++++ TEXT SECTION

5.11.6. Self Organizing Maps for data visualization (clip0243 action)

<< Click to Display Table of Contents >>

Navigation:  5. Detailed description of the Actions > 5.11. TA - R Visualization >

5.11.6. Self Organizing Maps for data visualization (clip0243 action)

 

Icon: ANATEL~3_img764  

 
Function: R_SOM
 

Property window:

 

ANATEL~3_img763

 

Short description:

 

Display (and optionnaly compute) a clustering using Self-Organizing-Map.

 

Long Description:

 

This Action is mainly for explanatory/teaching purposes. If you want to create a better segmentation, you should use Stardust.

 

SOM (Self Organizing Maps), or Kohonen Maps, are a crude form of dimension reduction. The multivariate space is reduced to two dimensions with a preset number of ordinal categories, and the density is then represented by a heat map.

 

The objective of the SOM action is, mainly, to illustratre, using nice colors, some meaningful segments created with another segmentation algorithm (such as K-means, Wards, etc.). Do no use the SOM action to actually compute any segmentation because it will most likely find a segmentation that does not really exists in your dataset (i.e. the SOM algorithm is one of the worst algorithm that you can find to discover the true segments hidden in your datasets).

++++++++
++++ STUDY MATERIAL

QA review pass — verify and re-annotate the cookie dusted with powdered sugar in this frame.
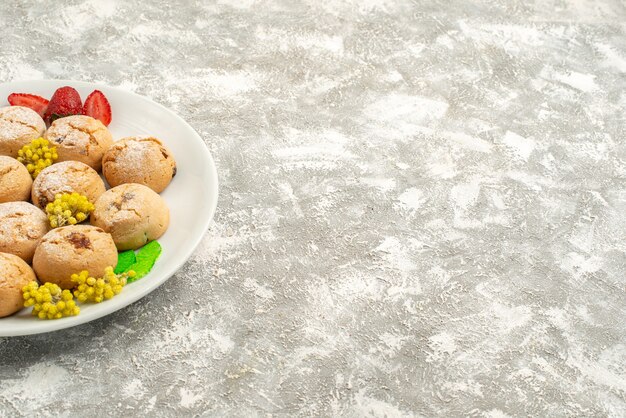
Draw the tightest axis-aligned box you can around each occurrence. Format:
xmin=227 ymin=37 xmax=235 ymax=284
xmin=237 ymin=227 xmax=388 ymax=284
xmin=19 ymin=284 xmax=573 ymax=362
xmin=44 ymin=115 xmax=113 ymax=171
xmin=102 ymin=136 xmax=176 ymax=193
xmin=32 ymin=161 xmax=105 ymax=209
xmin=0 ymin=252 xmax=37 ymax=318
xmin=0 ymin=202 xmax=49 ymax=263
xmin=90 ymin=183 xmax=170 ymax=251
xmin=33 ymin=225 xmax=117 ymax=289
xmin=0 ymin=106 xmax=46 ymax=158
xmin=0 ymin=155 xmax=33 ymax=203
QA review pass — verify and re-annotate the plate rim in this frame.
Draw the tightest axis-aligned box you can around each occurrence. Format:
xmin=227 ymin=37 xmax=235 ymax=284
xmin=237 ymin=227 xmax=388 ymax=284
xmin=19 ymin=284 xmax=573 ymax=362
xmin=0 ymin=78 xmax=219 ymax=338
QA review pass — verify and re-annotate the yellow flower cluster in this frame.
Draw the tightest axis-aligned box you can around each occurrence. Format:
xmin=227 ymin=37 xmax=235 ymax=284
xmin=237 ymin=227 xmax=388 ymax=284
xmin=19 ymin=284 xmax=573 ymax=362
xmin=72 ymin=267 xmax=135 ymax=303
xmin=46 ymin=193 xmax=94 ymax=228
xmin=22 ymin=281 xmax=80 ymax=319
xmin=17 ymin=138 xmax=59 ymax=179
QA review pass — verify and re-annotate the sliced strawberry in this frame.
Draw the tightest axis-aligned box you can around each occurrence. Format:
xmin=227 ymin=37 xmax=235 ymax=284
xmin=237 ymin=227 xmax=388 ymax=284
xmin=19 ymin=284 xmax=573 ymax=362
xmin=7 ymin=93 xmax=49 ymax=117
xmin=44 ymin=86 xmax=83 ymax=123
xmin=83 ymin=90 xmax=111 ymax=126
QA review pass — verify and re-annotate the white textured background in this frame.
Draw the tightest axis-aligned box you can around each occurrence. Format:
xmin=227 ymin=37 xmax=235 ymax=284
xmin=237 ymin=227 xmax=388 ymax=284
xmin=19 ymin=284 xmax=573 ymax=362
xmin=0 ymin=0 xmax=626 ymax=418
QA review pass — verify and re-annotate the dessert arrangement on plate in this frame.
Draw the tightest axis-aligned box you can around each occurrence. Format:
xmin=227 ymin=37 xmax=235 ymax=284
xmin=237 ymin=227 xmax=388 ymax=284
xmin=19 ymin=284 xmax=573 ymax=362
xmin=0 ymin=86 xmax=176 ymax=319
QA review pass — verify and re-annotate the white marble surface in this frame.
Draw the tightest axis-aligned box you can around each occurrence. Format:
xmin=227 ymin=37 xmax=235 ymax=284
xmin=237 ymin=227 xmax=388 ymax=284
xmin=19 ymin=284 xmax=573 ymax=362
xmin=0 ymin=0 xmax=626 ymax=418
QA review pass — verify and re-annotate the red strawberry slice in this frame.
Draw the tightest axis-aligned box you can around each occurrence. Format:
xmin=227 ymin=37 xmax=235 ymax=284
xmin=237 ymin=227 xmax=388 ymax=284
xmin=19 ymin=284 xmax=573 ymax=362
xmin=7 ymin=93 xmax=49 ymax=117
xmin=83 ymin=90 xmax=111 ymax=126
xmin=44 ymin=86 xmax=83 ymax=123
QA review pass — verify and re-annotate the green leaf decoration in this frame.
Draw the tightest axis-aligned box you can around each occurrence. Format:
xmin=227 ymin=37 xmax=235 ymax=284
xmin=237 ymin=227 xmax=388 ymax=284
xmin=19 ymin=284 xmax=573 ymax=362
xmin=126 ymin=241 xmax=161 ymax=283
xmin=114 ymin=250 xmax=136 ymax=274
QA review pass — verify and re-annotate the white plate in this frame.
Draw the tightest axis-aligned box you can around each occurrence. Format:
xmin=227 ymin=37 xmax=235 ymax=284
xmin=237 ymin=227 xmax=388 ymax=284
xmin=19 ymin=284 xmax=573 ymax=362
xmin=0 ymin=80 xmax=218 ymax=336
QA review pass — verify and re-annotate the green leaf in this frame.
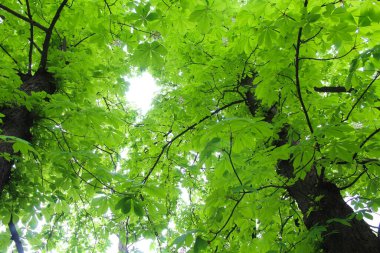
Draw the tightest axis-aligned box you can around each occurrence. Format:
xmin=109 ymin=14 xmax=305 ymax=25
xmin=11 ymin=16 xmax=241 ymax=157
xmin=194 ymin=236 xmax=208 ymax=253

++++++++

**TASK DESCRIPTION:** Could you reproduce the entire Self Organizing Maps documentation page word for word? None of the rows matter here.

**FINISHED TASK:**
5.11.6. Self Organizing Maps for data visualization (clip0243 action)

<< Click to Display Table of Contents >>

Navigation:  5. Detailed description of the Actions > 5.11. TA - R Visualization >

5.11.6. Self Organizing Maps for data visualization (clip0243 action)

 

Icon: ANATEL~3_img764  

 
Function: R_SOM
 

Property window:

 

ANATEL~3_img763

 

Short description:

 

Display (and optionnaly compute) a clustering using Self-Organizing-Map.

 

Long Description:

 

This Action is mainly for explanatory/teaching purposes. If you want to create a better segmentation, you should use Stardust.

 

SOM (Self Organizing Maps), or Kohonen Maps, are a crude form of dimension reduction. The multivariate space is reduced to two dimensions with a preset number of ordinal categories, and the density is then represented by a heat map.

 

The objective of the SOM action is, mainly, to illustratre, using nice colors, some meaningful segments created with another segmentation algorithm (such as K-means, Wards, etc.). Do no use the SOM action to actually compute any segmentation because it will most likely find a segmentation that does not really exists in your dataset (i.e. the SOM algorithm is one of the worst algorithm that you can find to discover the true segments hidden in your datasets).